[Image location labeling entries]
########################################

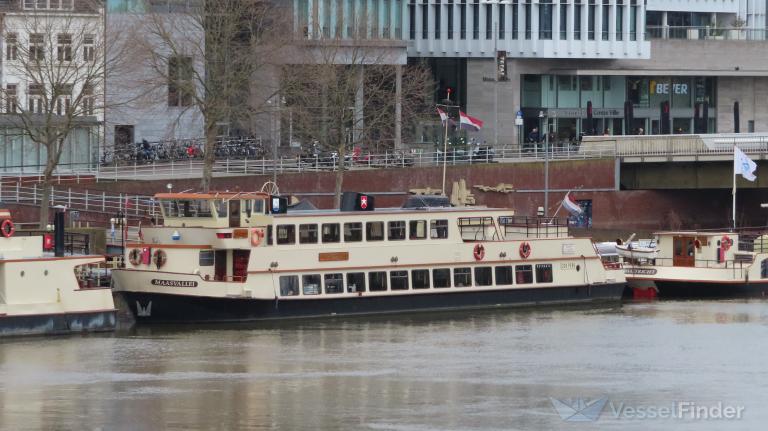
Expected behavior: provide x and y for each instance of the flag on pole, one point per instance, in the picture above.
(743, 165)
(570, 204)
(469, 123)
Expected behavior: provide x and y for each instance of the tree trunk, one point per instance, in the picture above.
(45, 198)
(339, 176)
(209, 158)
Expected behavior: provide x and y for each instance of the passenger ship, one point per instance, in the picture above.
(691, 264)
(244, 256)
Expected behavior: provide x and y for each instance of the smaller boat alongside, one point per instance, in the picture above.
(43, 293)
(694, 264)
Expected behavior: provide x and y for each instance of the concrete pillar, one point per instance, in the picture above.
(357, 129)
(398, 106)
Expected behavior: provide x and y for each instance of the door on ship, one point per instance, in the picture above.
(684, 253)
(234, 213)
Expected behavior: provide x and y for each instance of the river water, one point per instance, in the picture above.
(480, 370)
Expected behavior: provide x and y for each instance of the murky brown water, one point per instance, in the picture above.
(469, 371)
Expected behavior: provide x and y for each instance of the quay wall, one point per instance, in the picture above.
(590, 180)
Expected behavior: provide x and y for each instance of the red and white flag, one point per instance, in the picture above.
(469, 123)
(570, 204)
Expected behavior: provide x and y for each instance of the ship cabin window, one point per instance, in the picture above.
(353, 232)
(398, 280)
(523, 274)
(420, 278)
(438, 229)
(286, 234)
(221, 207)
(374, 231)
(307, 234)
(462, 277)
(503, 275)
(311, 284)
(252, 206)
(355, 282)
(331, 232)
(187, 208)
(206, 258)
(377, 281)
(441, 277)
(544, 273)
(417, 229)
(334, 283)
(396, 231)
(483, 276)
(289, 285)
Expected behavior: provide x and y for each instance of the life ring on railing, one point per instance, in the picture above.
(134, 257)
(525, 250)
(7, 228)
(160, 258)
(479, 252)
(256, 236)
(725, 243)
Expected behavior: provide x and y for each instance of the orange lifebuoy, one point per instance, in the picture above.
(256, 236)
(160, 258)
(134, 257)
(7, 228)
(479, 252)
(525, 250)
(725, 243)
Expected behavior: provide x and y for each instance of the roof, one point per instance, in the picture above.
(212, 195)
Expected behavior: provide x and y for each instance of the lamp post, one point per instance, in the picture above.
(545, 122)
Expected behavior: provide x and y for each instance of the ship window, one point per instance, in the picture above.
(311, 284)
(307, 234)
(356, 282)
(289, 285)
(286, 234)
(544, 273)
(418, 229)
(206, 258)
(374, 231)
(377, 281)
(438, 229)
(420, 278)
(523, 274)
(331, 232)
(334, 283)
(353, 232)
(398, 280)
(396, 230)
(483, 276)
(462, 277)
(503, 275)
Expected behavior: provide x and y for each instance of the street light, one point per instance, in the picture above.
(544, 120)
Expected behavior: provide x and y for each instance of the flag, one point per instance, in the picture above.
(469, 123)
(570, 204)
(743, 165)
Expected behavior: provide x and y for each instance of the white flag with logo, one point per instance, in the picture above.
(743, 165)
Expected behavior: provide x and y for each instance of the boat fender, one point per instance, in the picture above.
(256, 236)
(160, 258)
(479, 252)
(134, 257)
(7, 228)
(525, 250)
(725, 243)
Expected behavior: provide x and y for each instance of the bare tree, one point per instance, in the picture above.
(208, 55)
(55, 72)
(346, 94)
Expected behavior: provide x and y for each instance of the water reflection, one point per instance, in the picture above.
(449, 371)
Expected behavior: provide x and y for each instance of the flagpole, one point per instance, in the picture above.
(734, 188)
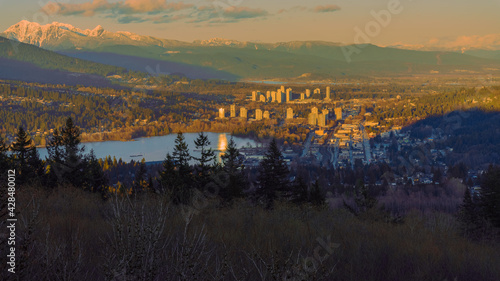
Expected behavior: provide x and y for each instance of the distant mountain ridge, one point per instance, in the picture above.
(235, 60)
(59, 36)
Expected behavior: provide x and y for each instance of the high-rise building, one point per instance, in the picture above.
(233, 110)
(288, 94)
(243, 112)
(258, 114)
(280, 96)
(321, 120)
(312, 118)
(338, 113)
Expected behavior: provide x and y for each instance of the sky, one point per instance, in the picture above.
(380, 22)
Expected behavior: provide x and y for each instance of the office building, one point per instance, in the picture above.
(338, 113)
(288, 95)
(312, 118)
(243, 112)
(321, 120)
(280, 97)
(325, 112)
(258, 114)
(233, 111)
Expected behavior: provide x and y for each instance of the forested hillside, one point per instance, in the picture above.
(50, 60)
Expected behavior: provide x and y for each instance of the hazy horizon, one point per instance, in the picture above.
(447, 24)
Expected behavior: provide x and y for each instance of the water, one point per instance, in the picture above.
(156, 148)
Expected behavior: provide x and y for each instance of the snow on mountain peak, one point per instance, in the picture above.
(41, 35)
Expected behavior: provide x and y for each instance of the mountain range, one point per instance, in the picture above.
(235, 60)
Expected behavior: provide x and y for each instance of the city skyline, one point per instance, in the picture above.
(410, 24)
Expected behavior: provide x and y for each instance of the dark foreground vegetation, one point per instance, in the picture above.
(68, 234)
(222, 222)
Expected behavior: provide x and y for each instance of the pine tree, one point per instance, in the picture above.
(316, 196)
(469, 216)
(4, 159)
(140, 184)
(204, 168)
(66, 159)
(490, 195)
(233, 168)
(96, 180)
(22, 149)
(177, 174)
(273, 175)
(300, 193)
(37, 167)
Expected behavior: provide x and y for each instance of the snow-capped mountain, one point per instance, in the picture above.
(60, 36)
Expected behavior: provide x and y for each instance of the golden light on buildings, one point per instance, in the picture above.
(222, 142)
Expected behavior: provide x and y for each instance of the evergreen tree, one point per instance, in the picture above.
(66, 159)
(469, 216)
(204, 168)
(273, 175)
(180, 179)
(4, 158)
(22, 149)
(300, 193)
(490, 194)
(316, 196)
(96, 180)
(140, 183)
(37, 167)
(169, 178)
(233, 168)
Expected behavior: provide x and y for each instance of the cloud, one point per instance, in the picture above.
(244, 13)
(155, 11)
(130, 19)
(292, 9)
(118, 8)
(212, 14)
(326, 9)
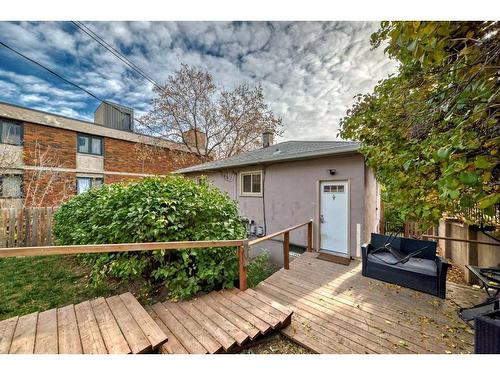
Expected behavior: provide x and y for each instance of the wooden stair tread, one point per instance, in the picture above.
(118, 324)
(203, 337)
(227, 318)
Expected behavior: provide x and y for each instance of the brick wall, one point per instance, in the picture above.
(46, 146)
(110, 178)
(51, 148)
(124, 156)
(48, 188)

########################################

- [REQUIRED WORK] Omit the pictures, and please restate word for word the lines running from the line with "of the snow-capped" to the end of the entries.

- [FINISHED ANSWER]
Expected behavior: provide x and y for each instance of the snow-capped mountain, one point per instance, in the picture above.
(60, 36)
Expected behavior: provide x and y for each instance of the golden light on buildings, one point per instance, in the picture above.
(222, 142)
Expected behavior: provide x and y for each instance of the evergreen tree, one point per instance, in the picture above.
(66, 159)
(469, 216)
(204, 168)
(273, 175)
(180, 179)
(4, 158)
(22, 149)
(300, 193)
(490, 194)
(316, 196)
(96, 180)
(140, 183)
(37, 167)
(169, 178)
(233, 168)
Expected behavior: provide x and y for each instance of the cloud, one point per instance, in the picture above.
(244, 13)
(155, 11)
(130, 19)
(292, 9)
(118, 8)
(212, 14)
(326, 9)
Expected behavior: provide x and y for each instance of the wooden stair tread, one point per instance, in the picture above.
(118, 324)
(203, 337)
(227, 318)
Expected behavior: provide x and y for each instance of the brick wall, one point per instance, in the picture above.
(46, 146)
(110, 178)
(51, 148)
(124, 156)
(48, 188)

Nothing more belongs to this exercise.